__Lesetext__:
· · · · ·
Johann Heinrich Furrer vergiftete seine Eltern mit Arsen. Illustration von Marco Heer

Eine Wurst, Arsen und die Todesstra­fe: Der Fall Furrer

Der Fall des Mörders Johann Heinrich Furrer entfachte in den 1860er-Jahren eine hitzige Diskussion um die Abschaffung der Todesstrafe.

Patrik Süess

Patrik Süess

Patrik Süess ist freischaffender Historiker.

Johann Heinrich Furrer, ein junger, noch nicht ganz 20-jähriger Metzgermeister mit eigenem Geschäft im zürcherischen Dürnten, bereitete sich auf seine Hochzeit vor. Im Mai 1864 hatte er mit Barbara Hotz auf dem Bachtel Ringe getauscht, dann kauften die beiden Hausrat ein. Am 18. Juli wollten sie ihre Verlobung öffentlich machen. Vier Tage davor besuchte Furrer seine Eltern, wohlhabende Bauersleute, und seine elfjährige Schwester Luise in Pfäffikon (ZH). Er hatte eine frische Wurst mitgebracht, die von den dreien kalt angemacht mit Gartensalat verspeist wurde. Nach einer halben Stunde ging er bereits wieder. Die Mutter begleitete ihn ein Stück des Weges und nahm dann weinend Abschied: «Sie weinte jedesmal beim Abschied», sagte Furrer später, «denn sie hatte mich lieb und ich sie auch». Furrer selbst war an diesem Tag ebenfalls aufgewühlt. Er ging den ganzen Weg zu Fuss heim, er wollte nicht auf die Eisenbahn, weil er immer weinen würde.
Ausschnitt aus einem Panorama vom Landsberg bei Pfäffikon, 1897.
· · · · ·
__Bereitgestelltes Material__:
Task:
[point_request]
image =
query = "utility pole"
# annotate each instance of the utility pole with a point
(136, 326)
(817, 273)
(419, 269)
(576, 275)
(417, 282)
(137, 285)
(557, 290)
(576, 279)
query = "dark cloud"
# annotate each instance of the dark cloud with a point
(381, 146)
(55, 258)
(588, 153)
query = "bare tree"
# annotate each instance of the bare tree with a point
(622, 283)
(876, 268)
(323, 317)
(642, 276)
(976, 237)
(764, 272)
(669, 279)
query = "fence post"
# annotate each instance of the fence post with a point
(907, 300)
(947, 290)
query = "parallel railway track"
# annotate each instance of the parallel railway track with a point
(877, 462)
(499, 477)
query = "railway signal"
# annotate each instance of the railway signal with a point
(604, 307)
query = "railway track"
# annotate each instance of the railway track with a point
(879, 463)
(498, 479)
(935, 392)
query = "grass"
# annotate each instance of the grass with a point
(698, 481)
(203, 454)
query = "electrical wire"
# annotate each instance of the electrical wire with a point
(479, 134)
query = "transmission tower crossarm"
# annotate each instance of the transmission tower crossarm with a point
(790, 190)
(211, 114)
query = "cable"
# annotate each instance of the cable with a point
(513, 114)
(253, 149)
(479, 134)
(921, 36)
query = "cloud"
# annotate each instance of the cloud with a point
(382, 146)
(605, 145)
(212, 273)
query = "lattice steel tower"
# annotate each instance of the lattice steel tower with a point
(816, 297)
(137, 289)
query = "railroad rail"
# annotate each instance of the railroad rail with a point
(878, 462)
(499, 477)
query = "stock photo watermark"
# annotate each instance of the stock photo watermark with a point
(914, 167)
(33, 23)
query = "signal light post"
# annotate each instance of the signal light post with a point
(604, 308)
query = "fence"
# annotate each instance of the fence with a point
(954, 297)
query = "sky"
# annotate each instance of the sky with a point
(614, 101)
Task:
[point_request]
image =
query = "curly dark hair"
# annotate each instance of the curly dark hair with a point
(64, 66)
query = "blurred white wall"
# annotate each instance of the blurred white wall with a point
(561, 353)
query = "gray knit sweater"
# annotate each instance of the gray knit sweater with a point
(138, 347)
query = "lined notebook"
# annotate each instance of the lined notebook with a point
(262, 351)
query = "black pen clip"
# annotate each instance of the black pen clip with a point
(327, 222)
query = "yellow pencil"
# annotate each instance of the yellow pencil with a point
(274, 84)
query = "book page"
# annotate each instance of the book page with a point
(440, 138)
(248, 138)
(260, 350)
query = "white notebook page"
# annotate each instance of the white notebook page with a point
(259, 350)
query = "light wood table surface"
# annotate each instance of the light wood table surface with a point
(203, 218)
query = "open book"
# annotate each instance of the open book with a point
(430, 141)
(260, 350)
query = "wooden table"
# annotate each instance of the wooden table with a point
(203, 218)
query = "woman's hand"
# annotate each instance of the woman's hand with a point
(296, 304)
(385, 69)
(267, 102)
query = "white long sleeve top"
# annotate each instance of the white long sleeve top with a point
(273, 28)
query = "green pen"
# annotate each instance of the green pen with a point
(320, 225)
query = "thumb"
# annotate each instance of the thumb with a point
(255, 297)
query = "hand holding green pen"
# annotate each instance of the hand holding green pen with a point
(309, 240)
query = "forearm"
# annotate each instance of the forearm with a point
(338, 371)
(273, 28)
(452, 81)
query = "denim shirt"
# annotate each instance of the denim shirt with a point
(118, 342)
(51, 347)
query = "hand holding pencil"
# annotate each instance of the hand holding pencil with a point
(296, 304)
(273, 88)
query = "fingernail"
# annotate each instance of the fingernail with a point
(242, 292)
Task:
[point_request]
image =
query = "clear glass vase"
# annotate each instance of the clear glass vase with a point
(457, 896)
· · · · ·
__Aufgaben__:
[1] Erkläre mit dem Lesetext über den Fall Furrer in ein bis drei Sätzen, warum Furrer nach dem Besuch bei seinen Eltern zu Fuß nach Hause ging.
[2] Tausche im Lesetext über den Fall Furrer im Abschnitt von „Der Fall des“ bis „ist freischaffender Historiker.“ den Ausdruck „Todesstrafe“ gegen „Prügelstrafe“ aus und gib den Abschnitt mit dieser Änderung wieder.
[3] Setze den Lesetext über den Fall Furrer fort und beginne nach seinem letzten Satz.
Für die Bearbeitung wird das Material nicht benötigt.

__Lösungen__:
[1] Furrer wollte nicht mit der Eisenbahn fahren, weil er immer weinen würde. Deshalb legte er den ganzen Heimweg zu Fuß zurück.

[2]
Der Fall des Mörders Johann Heinrich Furrer entfachte in den 1860er-Jahren eine hitzige Diskussion um die Abschaffung der Prügelstrafe.

Patrik Süess

Patrik Süess

Patrik Süess ist freischaffender Historiker.

[3]
Ausschnitt aus einem Panorama vom Landsberg bei Pfäffikon ZH, 1897. e-rara
Der Grund für seinen inneren Aufruhr: Er hatte soeben einen Mordanschlag auf seine Familie verübt. Im Verlaufe der darauffolgenden Nacht starben nach stundenlangen Qualen zuerst seine Mutter und dann sein Vater. In der mitgebrachten Wurst hatte sich nämlich Arsen befunden, und zwar in einer Menge, die zur Tötung von zehn Menschen ausgereicht hätte. Nur seine Schwester überlebte, da sie vor dem Schlafengehen nur ein «Rügelchen» der Wurst gegessen hatte. Obwohl Furrer nach seiner Verhaftung behauptete, dass ihn die Tat schon auf dem Heimweg nach Dürnten «reute», war er bei der Vorbereitung berechnend und kühl vorgegangen: «Ich nahm eine vergiftete Brätkugel, knetete sie mit der Hand mit dem übrigen Brät, damit die ganze Wurst vergiftet werde und legte sie beiseite. Dann ging ich in die Sonne und trank einen Schoppen.»
Der Fall Johann Heinrich Furrer, der Elternmörder, wurde 1867 im Neuen Pitaval – einer Sammlug von «interessanten Kriminalgeschichten» – publiziert.
Der Fall Johann Heinrich Furrer, der Elternmörder, wurde 1867 im Neuen Pitaval – einer Sammlug von «interessanten Kriminalgeschichten» – publiziert. Bayerische Staatsbibliothek

Das Motiv

Nach seinen Motiven befragt, gab Furrer an, dass seine Eltern sich gegen seine Hochzeit mit Barbara Hotz gewandt hätten. Sie hätten sich eine wohlhabendere Frau für ihn gewünscht und sein Vater habe verlauten lassen, «wenn ich die Barbara nähme, so gebe er mir kein Geld mehr, sei nicht mehr Bürge für mich und dürfe ich nicht mehr heimkommen».  

Ich schlief mit den Aeltern in Einer Kammer. Sie waren immer gut mit mir und ich hatte sie gern. Geld jedoch, um mir etwas zu kaufen, gaben sie mir nie, auch an Festtagen nicht. Wir feierten auch Weihnach­ten nicht. Zu essen hatte ich genug.

Ein Auszug aus dem Neuen Pitaval, wie Furrer seine Kindheit beschreibt.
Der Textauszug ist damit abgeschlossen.